Directions for this task: Scan the records that follow, and whenever a line has the word "correct", copy it.

(The data)

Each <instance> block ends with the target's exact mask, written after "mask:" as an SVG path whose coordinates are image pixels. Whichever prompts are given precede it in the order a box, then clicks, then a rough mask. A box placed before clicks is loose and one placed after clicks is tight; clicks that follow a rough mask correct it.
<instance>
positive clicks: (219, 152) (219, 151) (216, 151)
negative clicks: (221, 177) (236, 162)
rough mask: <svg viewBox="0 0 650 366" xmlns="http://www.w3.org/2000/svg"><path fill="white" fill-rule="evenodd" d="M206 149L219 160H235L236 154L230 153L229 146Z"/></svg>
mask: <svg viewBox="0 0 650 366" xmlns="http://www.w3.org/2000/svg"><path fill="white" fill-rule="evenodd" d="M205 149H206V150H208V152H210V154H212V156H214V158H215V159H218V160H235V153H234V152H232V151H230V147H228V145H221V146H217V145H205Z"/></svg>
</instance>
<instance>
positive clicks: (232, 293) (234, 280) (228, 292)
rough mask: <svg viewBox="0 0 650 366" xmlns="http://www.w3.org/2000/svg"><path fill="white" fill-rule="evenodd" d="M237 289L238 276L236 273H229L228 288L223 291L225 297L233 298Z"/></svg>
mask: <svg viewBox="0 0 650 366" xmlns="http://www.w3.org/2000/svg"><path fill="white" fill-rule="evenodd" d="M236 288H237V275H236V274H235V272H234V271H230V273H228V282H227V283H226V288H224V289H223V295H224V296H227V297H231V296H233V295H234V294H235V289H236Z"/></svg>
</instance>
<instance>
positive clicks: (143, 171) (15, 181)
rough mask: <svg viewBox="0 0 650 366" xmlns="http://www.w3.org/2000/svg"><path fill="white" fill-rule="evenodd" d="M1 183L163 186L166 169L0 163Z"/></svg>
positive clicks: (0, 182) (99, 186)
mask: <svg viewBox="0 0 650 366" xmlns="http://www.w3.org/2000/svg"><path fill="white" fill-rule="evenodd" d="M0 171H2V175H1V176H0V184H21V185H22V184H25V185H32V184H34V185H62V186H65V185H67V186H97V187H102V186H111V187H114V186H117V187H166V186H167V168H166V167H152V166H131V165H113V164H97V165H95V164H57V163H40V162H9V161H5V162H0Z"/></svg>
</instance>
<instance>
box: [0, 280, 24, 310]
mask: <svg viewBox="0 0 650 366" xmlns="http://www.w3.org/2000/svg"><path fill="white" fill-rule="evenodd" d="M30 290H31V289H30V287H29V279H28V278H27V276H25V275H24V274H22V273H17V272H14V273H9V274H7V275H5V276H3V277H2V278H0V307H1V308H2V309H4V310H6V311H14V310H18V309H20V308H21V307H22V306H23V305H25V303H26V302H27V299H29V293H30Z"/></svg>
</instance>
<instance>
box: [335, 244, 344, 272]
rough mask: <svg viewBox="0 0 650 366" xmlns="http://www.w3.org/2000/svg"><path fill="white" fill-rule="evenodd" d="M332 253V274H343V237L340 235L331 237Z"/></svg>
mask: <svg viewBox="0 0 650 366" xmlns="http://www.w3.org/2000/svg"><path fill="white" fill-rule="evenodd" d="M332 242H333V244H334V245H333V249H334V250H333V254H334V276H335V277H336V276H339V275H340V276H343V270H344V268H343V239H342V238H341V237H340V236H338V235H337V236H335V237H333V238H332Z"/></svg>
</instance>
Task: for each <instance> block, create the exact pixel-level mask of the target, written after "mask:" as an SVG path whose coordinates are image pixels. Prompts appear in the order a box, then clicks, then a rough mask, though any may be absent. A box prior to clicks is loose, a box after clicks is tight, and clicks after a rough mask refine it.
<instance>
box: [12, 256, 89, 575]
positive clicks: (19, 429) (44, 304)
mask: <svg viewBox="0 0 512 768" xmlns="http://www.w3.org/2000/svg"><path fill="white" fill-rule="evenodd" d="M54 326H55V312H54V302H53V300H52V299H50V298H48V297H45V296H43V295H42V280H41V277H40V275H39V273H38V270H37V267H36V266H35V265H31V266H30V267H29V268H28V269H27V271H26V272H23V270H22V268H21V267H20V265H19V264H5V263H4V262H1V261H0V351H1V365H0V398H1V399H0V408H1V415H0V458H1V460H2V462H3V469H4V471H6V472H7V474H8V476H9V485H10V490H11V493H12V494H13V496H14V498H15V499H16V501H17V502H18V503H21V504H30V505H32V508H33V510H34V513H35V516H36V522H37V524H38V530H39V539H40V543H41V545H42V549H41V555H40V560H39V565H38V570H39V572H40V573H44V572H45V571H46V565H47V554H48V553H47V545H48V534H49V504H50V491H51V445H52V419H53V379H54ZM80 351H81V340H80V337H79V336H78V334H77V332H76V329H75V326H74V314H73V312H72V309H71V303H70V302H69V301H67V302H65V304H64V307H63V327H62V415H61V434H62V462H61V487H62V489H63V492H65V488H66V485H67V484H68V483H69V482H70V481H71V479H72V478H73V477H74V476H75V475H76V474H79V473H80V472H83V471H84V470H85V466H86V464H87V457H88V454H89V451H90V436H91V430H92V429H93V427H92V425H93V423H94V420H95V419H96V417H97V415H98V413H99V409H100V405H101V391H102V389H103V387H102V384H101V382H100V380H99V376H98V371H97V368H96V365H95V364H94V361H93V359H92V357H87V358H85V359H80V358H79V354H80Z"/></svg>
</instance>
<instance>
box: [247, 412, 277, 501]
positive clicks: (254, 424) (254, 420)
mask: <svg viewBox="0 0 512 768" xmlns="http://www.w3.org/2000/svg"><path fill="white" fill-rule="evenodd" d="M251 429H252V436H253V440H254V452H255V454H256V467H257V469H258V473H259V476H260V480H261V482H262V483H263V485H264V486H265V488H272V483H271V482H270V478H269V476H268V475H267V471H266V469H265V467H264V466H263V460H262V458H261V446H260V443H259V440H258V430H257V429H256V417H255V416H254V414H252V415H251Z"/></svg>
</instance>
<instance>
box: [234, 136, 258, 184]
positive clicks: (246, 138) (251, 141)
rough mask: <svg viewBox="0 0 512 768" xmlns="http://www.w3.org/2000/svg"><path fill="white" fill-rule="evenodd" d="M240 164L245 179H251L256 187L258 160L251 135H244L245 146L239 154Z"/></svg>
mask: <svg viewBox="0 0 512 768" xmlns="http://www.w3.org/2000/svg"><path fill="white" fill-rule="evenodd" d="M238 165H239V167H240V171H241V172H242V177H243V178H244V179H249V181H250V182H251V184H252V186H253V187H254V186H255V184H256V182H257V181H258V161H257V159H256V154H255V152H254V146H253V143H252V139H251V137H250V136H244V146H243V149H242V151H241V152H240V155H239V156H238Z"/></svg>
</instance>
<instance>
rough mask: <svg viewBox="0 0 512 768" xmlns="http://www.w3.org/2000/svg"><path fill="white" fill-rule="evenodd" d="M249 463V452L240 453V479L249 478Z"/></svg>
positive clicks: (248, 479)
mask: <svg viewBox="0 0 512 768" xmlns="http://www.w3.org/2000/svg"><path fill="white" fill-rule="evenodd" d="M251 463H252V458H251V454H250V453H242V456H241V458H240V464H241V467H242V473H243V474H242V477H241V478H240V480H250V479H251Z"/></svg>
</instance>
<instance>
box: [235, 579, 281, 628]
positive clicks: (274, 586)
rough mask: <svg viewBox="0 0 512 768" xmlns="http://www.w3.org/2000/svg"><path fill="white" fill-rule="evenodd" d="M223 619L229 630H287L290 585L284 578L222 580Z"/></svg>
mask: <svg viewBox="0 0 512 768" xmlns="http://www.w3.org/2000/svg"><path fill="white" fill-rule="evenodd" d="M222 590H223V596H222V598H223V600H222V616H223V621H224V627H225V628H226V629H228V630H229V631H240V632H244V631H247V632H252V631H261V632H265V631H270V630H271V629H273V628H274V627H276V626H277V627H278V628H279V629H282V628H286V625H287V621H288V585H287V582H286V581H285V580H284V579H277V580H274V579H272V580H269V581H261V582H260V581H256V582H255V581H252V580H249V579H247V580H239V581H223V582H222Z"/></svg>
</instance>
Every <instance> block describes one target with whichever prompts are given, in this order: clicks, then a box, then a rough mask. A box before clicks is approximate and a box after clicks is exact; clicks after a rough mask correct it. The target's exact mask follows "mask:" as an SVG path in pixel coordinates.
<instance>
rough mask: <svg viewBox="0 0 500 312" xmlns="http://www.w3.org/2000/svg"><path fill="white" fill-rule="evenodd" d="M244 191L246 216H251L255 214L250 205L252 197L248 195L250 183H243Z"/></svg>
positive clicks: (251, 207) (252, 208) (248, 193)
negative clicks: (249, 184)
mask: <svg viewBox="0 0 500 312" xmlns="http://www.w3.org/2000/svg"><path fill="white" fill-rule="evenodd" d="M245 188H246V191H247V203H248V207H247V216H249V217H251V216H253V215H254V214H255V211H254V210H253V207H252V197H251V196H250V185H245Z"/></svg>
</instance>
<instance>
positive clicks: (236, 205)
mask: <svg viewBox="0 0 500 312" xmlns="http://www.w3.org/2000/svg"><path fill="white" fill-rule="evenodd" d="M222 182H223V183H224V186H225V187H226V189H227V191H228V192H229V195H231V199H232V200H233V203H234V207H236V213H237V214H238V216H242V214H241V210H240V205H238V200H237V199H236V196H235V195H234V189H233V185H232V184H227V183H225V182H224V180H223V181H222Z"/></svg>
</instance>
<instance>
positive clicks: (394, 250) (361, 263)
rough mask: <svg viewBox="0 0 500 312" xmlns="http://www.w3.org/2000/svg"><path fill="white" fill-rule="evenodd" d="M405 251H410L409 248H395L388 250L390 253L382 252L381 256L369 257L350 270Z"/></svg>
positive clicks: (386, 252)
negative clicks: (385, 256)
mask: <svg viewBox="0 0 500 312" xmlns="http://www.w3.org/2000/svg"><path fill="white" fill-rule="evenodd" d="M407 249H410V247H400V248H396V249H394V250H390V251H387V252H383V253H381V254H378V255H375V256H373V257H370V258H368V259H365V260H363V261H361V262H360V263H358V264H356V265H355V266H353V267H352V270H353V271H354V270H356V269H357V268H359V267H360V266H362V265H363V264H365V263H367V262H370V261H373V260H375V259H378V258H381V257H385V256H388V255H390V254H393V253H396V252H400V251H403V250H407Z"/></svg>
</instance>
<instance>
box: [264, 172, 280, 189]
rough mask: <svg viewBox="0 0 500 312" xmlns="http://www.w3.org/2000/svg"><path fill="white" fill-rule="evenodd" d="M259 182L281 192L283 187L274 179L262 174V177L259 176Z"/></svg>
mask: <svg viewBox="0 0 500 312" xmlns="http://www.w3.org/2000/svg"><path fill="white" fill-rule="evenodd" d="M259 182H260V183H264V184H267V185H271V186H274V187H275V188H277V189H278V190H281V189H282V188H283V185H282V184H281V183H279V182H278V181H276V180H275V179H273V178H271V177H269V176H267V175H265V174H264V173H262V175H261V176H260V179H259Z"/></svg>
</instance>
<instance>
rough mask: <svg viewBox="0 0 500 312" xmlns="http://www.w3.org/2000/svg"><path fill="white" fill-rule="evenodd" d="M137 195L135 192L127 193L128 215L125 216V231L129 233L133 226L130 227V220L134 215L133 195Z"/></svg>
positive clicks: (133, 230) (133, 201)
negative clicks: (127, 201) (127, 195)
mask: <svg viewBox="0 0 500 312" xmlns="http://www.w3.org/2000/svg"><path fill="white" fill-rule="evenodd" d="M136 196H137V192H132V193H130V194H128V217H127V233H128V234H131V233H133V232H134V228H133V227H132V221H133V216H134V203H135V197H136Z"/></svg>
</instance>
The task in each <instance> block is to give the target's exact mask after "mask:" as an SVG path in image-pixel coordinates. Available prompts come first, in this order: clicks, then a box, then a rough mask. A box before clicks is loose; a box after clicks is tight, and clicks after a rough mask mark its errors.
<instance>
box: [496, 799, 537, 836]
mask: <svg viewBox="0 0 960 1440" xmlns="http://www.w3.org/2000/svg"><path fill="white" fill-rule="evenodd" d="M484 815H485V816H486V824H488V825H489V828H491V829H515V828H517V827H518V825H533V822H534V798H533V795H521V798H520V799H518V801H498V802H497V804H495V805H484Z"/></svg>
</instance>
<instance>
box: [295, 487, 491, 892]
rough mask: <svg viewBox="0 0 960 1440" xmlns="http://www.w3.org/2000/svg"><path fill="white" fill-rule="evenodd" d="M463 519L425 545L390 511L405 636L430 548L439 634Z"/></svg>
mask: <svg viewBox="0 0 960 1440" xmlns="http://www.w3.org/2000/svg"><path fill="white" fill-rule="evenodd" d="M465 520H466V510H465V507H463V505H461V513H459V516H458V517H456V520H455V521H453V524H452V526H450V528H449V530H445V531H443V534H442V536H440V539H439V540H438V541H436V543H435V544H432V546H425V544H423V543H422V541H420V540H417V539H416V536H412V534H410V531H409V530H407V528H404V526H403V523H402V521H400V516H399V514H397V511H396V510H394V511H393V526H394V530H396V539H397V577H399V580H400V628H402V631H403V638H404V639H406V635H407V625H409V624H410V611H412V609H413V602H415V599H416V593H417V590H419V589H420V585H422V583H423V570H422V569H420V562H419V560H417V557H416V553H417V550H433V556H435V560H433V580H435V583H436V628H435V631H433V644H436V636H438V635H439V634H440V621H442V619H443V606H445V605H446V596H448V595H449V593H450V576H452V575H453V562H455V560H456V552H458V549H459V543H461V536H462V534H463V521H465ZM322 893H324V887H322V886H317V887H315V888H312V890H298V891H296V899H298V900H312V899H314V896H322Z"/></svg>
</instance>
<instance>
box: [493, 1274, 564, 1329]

(End The data)

Output of the task:
Each <instance> block ends with the target's exact mask, written after "mask:" as an SVG path whose coordinates are image pixels. Whichever prompts are given precede it in the order a box, then clicks, then a rough mask. A box placed before clicks is loose and one placed after clicks is tight; clicks that follow a rough mask correct it.
Every <instance> block describes one target with whichever prompts are given, in this order: clicks, then a box, then a rough mask. A box before clicks is approximate and a box after clicks is exact; clicks after a rough mask correct it. The target's exact mask follows "mask:" as an SVG path in pixel coordinates.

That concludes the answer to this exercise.